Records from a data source
---*---

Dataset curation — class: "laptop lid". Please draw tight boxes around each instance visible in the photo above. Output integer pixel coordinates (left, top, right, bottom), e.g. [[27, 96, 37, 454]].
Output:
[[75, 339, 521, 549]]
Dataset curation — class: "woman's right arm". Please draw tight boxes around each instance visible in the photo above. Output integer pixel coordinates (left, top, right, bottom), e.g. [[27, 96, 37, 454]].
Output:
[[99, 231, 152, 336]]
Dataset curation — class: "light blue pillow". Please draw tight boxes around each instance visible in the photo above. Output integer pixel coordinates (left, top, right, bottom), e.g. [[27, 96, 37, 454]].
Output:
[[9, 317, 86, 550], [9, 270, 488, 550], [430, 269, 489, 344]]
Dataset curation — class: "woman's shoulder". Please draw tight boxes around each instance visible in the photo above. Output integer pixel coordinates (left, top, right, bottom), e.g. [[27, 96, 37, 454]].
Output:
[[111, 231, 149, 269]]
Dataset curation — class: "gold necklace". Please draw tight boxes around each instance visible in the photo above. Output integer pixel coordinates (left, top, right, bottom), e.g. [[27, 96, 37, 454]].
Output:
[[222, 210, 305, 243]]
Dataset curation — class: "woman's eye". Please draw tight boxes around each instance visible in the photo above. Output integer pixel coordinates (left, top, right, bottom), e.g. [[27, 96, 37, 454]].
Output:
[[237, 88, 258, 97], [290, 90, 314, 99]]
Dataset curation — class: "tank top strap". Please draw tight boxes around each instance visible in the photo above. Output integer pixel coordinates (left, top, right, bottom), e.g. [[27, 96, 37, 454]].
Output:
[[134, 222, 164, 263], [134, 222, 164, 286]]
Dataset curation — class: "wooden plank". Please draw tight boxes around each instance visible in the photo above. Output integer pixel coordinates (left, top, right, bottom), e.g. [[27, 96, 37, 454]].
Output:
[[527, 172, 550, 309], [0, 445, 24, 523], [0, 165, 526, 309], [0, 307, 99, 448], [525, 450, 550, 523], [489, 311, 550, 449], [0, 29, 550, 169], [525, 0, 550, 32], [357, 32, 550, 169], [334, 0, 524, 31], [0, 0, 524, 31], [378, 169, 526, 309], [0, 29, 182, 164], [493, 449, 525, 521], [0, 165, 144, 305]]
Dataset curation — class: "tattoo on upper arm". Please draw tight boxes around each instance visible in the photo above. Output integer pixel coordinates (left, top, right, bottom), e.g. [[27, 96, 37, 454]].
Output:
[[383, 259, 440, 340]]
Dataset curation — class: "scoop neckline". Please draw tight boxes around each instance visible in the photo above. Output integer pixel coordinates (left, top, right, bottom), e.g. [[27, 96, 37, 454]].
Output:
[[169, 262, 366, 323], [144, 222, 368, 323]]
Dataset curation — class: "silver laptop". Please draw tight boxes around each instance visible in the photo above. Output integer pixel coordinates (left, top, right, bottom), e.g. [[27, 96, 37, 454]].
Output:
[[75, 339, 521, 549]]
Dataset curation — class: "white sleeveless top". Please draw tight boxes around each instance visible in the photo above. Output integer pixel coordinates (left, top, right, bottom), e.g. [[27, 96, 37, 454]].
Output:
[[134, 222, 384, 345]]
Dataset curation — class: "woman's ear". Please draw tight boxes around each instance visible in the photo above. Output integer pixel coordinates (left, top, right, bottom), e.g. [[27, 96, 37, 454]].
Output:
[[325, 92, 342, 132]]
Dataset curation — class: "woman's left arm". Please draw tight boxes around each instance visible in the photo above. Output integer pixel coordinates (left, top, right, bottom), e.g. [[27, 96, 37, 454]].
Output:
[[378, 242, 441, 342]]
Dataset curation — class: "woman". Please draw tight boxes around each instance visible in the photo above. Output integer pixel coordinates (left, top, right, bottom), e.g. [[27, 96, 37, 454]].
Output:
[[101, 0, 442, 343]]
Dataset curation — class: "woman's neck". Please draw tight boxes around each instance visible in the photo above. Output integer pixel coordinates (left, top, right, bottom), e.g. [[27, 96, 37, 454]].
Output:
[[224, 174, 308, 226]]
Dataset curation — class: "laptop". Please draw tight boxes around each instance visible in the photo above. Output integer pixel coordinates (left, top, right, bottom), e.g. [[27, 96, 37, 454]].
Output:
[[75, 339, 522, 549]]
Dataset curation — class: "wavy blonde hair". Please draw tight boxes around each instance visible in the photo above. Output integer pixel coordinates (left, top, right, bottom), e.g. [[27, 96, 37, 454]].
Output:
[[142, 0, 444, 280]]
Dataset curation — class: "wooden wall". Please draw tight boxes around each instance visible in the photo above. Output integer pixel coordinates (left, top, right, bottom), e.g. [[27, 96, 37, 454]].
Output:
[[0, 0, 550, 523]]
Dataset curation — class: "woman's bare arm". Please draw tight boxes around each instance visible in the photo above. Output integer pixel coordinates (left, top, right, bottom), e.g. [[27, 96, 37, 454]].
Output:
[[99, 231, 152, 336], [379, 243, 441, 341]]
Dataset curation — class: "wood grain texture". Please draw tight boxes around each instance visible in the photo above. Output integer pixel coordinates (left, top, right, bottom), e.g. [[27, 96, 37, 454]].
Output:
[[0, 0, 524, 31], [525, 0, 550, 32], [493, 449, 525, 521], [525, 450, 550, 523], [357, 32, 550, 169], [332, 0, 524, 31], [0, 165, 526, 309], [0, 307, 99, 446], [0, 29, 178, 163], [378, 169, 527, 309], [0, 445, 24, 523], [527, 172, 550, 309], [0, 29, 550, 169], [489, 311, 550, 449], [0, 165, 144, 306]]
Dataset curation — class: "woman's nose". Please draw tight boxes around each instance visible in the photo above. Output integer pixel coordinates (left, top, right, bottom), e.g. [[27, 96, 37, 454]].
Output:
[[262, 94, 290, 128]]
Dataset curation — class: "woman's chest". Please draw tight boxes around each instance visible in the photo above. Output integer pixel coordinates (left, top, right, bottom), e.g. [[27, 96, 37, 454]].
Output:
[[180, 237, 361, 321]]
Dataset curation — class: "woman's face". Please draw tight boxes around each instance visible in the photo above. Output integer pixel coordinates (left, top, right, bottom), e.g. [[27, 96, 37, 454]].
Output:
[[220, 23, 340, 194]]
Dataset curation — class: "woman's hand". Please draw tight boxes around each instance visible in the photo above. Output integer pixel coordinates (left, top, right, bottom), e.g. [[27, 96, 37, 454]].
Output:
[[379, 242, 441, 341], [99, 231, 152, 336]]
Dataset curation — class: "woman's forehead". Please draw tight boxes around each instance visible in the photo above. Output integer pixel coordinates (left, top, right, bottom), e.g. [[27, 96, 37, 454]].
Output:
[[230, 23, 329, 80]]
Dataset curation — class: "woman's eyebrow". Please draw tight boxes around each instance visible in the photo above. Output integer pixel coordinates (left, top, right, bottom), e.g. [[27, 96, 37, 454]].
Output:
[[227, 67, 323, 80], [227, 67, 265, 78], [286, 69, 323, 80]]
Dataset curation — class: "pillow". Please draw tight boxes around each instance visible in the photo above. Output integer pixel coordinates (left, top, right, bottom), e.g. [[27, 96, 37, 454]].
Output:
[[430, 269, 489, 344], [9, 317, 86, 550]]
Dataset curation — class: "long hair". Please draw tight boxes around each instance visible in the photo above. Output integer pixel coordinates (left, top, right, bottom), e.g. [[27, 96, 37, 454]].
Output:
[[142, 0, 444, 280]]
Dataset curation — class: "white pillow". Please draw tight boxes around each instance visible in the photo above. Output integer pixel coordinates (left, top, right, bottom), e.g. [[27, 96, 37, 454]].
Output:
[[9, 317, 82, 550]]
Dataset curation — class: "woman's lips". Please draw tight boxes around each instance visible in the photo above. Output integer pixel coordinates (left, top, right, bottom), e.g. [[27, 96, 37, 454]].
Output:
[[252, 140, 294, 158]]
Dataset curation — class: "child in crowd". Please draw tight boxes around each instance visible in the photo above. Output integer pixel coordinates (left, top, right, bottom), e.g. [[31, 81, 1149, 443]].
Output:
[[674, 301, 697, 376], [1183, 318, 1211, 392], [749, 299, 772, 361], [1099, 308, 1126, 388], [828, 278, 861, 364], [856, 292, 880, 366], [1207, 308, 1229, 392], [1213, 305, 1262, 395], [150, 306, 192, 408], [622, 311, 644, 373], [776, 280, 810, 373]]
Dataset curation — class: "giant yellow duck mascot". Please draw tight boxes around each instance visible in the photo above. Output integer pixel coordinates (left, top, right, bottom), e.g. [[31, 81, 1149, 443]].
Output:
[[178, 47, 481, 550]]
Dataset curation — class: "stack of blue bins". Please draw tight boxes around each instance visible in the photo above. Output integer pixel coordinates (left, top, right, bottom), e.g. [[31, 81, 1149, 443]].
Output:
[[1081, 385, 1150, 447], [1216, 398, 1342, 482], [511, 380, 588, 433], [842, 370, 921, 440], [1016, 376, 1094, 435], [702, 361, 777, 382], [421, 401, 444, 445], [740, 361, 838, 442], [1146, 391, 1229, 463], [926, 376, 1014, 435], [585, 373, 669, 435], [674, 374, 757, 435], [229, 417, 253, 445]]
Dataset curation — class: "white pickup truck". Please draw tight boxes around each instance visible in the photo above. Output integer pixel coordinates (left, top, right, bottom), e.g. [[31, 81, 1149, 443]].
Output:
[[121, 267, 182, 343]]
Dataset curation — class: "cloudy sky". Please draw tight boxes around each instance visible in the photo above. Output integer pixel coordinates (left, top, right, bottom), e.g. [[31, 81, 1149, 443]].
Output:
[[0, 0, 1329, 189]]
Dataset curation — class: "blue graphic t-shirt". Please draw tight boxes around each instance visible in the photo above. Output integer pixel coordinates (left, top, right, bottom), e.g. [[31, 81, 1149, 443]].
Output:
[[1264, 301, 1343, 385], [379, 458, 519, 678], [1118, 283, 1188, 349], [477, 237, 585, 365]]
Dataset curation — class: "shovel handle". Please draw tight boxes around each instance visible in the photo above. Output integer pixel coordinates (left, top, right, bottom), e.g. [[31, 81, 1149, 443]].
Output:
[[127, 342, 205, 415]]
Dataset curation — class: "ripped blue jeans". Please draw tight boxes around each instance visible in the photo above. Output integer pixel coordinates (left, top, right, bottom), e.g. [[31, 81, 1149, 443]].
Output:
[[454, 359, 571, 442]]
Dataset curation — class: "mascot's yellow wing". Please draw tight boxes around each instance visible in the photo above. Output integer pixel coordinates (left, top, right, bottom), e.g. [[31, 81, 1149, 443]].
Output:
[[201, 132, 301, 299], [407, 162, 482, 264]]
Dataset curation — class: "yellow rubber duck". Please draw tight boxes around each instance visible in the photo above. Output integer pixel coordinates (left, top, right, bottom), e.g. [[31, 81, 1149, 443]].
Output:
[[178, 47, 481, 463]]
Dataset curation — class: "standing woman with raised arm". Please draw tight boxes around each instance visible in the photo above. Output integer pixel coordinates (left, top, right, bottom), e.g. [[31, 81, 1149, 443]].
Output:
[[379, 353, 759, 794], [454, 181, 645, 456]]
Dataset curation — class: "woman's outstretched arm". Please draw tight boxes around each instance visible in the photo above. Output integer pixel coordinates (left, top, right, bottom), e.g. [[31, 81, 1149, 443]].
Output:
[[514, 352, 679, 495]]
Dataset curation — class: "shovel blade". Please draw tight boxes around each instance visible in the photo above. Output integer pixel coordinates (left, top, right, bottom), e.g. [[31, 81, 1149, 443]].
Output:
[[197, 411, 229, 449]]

---*---

Will you quote, word for word, the stretch of items from the very start through the line containing "269, 489, 344]]"?

Dataset curation — class: "laptop lid". Please draw tight boxes around each instance visible in the photo above. Output integer pixel coordinates (left, top, right, bottom), e.g. [[27, 96, 37, 454]].
Output:
[[75, 339, 521, 549]]
Dataset curation — class: "woman's right arm". Please draw tight boxes around each instance visible in the photo above. Output integer pixel coordinates (left, top, right, bottom), e.g. [[27, 96, 37, 454]].
Output:
[[99, 231, 152, 336]]
Dataset curation — class: "light blue pillow". Please draw tight boxes around each instance visible in the photo above. Output integer pixel coordinates (left, top, right, bottom), e.g. [[27, 96, 37, 454]].
Output:
[[9, 317, 86, 550], [9, 270, 488, 550], [430, 269, 489, 344]]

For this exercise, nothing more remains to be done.